• [A run of records]
========

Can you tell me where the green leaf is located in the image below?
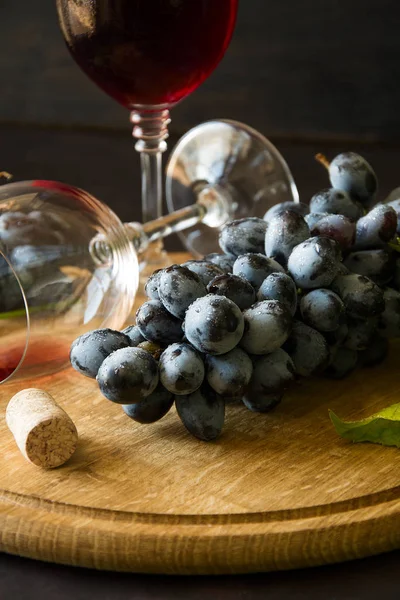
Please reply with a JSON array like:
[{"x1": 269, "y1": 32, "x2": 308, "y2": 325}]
[{"x1": 329, "y1": 403, "x2": 400, "y2": 448}]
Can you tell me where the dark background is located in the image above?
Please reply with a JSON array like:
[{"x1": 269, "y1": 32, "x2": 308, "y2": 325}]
[{"x1": 0, "y1": 0, "x2": 400, "y2": 600}]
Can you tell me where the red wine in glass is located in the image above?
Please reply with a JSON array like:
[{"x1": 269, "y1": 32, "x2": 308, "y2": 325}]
[
  {"x1": 57, "y1": 0, "x2": 238, "y2": 276},
  {"x1": 58, "y1": 0, "x2": 238, "y2": 109}
]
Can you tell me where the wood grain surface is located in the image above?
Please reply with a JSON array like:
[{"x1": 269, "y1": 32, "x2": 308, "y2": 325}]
[
  {"x1": 0, "y1": 0, "x2": 400, "y2": 140},
  {"x1": 0, "y1": 257, "x2": 400, "y2": 574}
]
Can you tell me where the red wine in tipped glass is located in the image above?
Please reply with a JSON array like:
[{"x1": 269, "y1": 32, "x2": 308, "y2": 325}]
[{"x1": 57, "y1": 0, "x2": 238, "y2": 109}]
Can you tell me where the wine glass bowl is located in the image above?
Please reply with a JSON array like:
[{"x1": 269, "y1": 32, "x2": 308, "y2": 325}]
[
  {"x1": 57, "y1": 0, "x2": 238, "y2": 274},
  {"x1": 166, "y1": 120, "x2": 299, "y2": 257},
  {"x1": 0, "y1": 181, "x2": 138, "y2": 382}
]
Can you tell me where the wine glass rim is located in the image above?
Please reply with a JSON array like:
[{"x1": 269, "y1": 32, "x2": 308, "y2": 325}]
[{"x1": 0, "y1": 247, "x2": 31, "y2": 385}]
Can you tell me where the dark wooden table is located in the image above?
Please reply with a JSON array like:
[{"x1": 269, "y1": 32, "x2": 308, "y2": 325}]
[{"x1": 0, "y1": 125, "x2": 400, "y2": 600}]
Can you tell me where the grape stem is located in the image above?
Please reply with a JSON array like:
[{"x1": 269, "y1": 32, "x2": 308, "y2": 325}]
[{"x1": 315, "y1": 152, "x2": 331, "y2": 171}]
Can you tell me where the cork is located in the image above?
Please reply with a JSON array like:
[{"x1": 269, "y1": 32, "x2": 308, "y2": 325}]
[{"x1": 6, "y1": 388, "x2": 78, "y2": 469}]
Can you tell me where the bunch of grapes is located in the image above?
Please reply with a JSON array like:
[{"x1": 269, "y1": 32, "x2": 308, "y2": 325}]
[{"x1": 71, "y1": 153, "x2": 400, "y2": 441}]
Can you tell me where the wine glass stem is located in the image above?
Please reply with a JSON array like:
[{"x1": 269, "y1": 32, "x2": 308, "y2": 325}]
[{"x1": 131, "y1": 109, "x2": 170, "y2": 223}]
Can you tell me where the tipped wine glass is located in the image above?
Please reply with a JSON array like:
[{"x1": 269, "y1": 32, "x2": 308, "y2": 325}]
[
  {"x1": 57, "y1": 0, "x2": 238, "y2": 271},
  {"x1": 0, "y1": 121, "x2": 298, "y2": 383}
]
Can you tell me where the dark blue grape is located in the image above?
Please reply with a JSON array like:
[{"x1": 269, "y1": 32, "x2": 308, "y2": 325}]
[
  {"x1": 288, "y1": 237, "x2": 340, "y2": 289},
  {"x1": 310, "y1": 188, "x2": 364, "y2": 221},
  {"x1": 344, "y1": 250, "x2": 396, "y2": 285},
  {"x1": 283, "y1": 321, "x2": 330, "y2": 377},
  {"x1": 159, "y1": 342, "x2": 205, "y2": 396},
  {"x1": 184, "y1": 294, "x2": 244, "y2": 355},
  {"x1": 331, "y1": 273, "x2": 385, "y2": 319},
  {"x1": 343, "y1": 317, "x2": 378, "y2": 351},
  {"x1": 300, "y1": 288, "x2": 345, "y2": 332},
  {"x1": 136, "y1": 300, "x2": 183, "y2": 346},
  {"x1": 204, "y1": 252, "x2": 235, "y2": 273},
  {"x1": 206, "y1": 348, "x2": 253, "y2": 398},
  {"x1": 207, "y1": 275, "x2": 256, "y2": 310},
  {"x1": 69, "y1": 329, "x2": 130, "y2": 379},
  {"x1": 264, "y1": 201, "x2": 310, "y2": 222},
  {"x1": 257, "y1": 273, "x2": 297, "y2": 316},
  {"x1": 378, "y1": 288, "x2": 400, "y2": 339},
  {"x1": 329, "y1": 152, "x2": 378, "y2": 206},
  {"x1": 144, "y1": 269, "x2": 164, "y2": 300},
  {"x1": 240, "y1": 300, "x2": 292, "y2": 355},
  {"x1": 96, "y1": 348, "x2": 159, "y2": 404},
  {"x1": 311, "y1": 215, "x2": 356, "y2": 251},
  {"x1": 354, "y1": 204, "x2": 397, "y2": 250},
  {"x1": 304, "y1": 213, "x2": 329, "y2": 231},
  {"x1": 175, "y1": 385, "x2": 225, "y2": 442},
  {"x1": 325, "y1": 348, "x2": 358, "y2": 379},
  {"x1": 358, "y1": 334, "x2": 389, "y2": 367},
  {"x1": 244, "y1": 348, "x2": 295, "y2": 404},
  {"x1": 265, "y1": 210, "x2": 310, "y2": 267},
  {"x1": 233, "y1": 254, "x2": 285, "y2": 292},
  {"x1": 219, "y1": 217, "x2": 268, "y2": 256},
  {"x1": 158, "y1": 265, "x2": 207, "y2": 318},
  {"x1": 122, "y1": 383, "x2": 174, "y2": 425},
  {"x1": 182, "y1": 260, "x2": 224, "y2": 287},
  {"x1": 384, "y1": 188, "x2": 400, "y2": 235},
  {"x1": 122, "y1": 325, "x2": 146, "y2": 348}
]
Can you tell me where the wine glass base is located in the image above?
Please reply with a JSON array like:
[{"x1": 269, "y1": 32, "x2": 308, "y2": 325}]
[{"x1": 166, "y1": 120, "x2": 299, "y2": 257}]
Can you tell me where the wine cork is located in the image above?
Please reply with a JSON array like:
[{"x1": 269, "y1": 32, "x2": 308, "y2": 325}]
[{"x1": 6, "y1": 388, "x2": 78, "y2": 469}]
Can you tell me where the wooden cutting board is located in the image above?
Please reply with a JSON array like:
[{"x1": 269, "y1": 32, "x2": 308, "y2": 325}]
[{"x1": 0, "y1": 252, "x2": 400, "y2": 574}]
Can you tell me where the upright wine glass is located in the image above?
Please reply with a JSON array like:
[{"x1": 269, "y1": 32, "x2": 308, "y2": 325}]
[{"x1": 57, "y1": 0, "x2": 238, "y2": 271}]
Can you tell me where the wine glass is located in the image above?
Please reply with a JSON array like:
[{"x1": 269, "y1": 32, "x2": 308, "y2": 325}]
[{"x1": 57, "y1": 0, "x2": 238, "y2": 271}]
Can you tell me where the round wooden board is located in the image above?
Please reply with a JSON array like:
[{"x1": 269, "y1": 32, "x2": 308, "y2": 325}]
[{"x1": 0, "y1": 255, "x2": 400, "y2": 574}]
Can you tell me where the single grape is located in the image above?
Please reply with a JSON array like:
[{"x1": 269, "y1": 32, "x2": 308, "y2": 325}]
[
  {"x1": 358, "y1": 334, "x2": 389, "y2": 367},
  {"x1": 311, "y1": 215, "x2": 356, "y2": 251},
  {"x1": 288, "y1": 237, "x2": 340, "y2": 289},
  {"x1": 184, "y1": 294, "x2": 244, "y2": 355},
  {"x1": 344, "y1": 250, "x2": 396, "y2": 285},
  {"x1": 122, "y1": 383, "x2": 174, "y2": 425},
  {"x1": 378, "y1": 288, "x2": 400, "y2": 339},
  {"x1": 136, "y1": 300, "x2": 183, "y2": 346},
  {"x1": 182, "y1": 260, "x2": 224, "y2": 287},
  {"x1": 240, "y1": 300, "x2": 292, "y2": 355},
  {"x1": 144, "y1": 269, "x2": 164, "y2": 300},
  {"x1": 283, "y1": 321, "x2": 330, "y2": 377},
  {"x1": 257, "y1": 273, "x2": 297, "y2": 316},
  {"x1": 69, "y1": 329, "x2": 131, "y2": 379},
  {"x1": 324, "y1": 323, "x2": 349, "y2": 351},
  {"x1": 219, "y1": 217, "x2": 268, "y2": 256},
  {"x1": 122, "y1": 325, "x2": 146, "y2": 348},
  {"x1": 158, "y1": 265, "x2": 207, "y2": 318},
  {"x1": 354, "y1": 204, "x2": 397, "y2": 250},
  {"x1": 96, "y1": 348, "x2": 159, "y2": 404},
  {"x1": 325, "y1": 348, "x2": 358, "y2": 379},
  {"x1": 207, "y1": 275, "x2": 256, "y2": 310},
  {"x1": 264, "y1": 201, "x2": 310, "y2": 222},
  {"x1": 245, "y1": 348, "x2": 295, "y2": 398},
  {"x1": 331, "y1": 273, "x2": 385, "y2": 319},
  {"x1": 265, "y1": 210, "x2": 310, "y2": 267},
  {"x1": 159, "y1": 343, "x2": 205, "y2": 396},
  {"x1": 329, "y1": 152, "x2": 378, "y2": 206},
  {"x1": 383, "y1": 188, "x2": 400, "y2": 235},
  {"x1": 233, "y1": 254, "x2": 285, "y2": 292},
  {"x1": 343, "y1": 317, "x2": 378, "y2": 351},
  {"x1": 310, "y1": 188, "x2": 364, "y2": 221},
  {"x1": 300, "y1": 288, "x2": 345, "y2": 333},
  {"x1": 206, "y1": 348, "x2": 253, "y2": 398},
  {"x1": 204, "y1": 252, "x2": 235, "y2": 273},
  {"x1": 304, "y1": 213, "x2": 329, "y2": 231},
  {"x1": 175, "y1": 385, "x2": 225, "y2": 442}
]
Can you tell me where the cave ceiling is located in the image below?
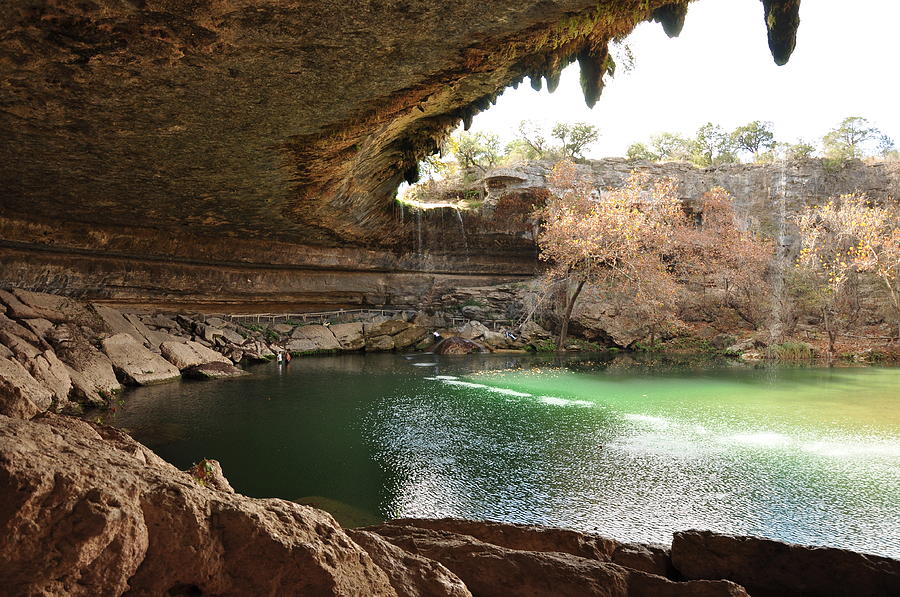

========

• [SHORT TASK]
Gather each line of the items above that contains the string "dark" and copy it out in full. Uppercase and lowercase must match.

• [IN RESPONSE]
Can you tell me where the dark background is located in the image above?
Can you tell me where the dark wooden table is located in the image above?
Can you tell me where the dark blue grape is located in the image above?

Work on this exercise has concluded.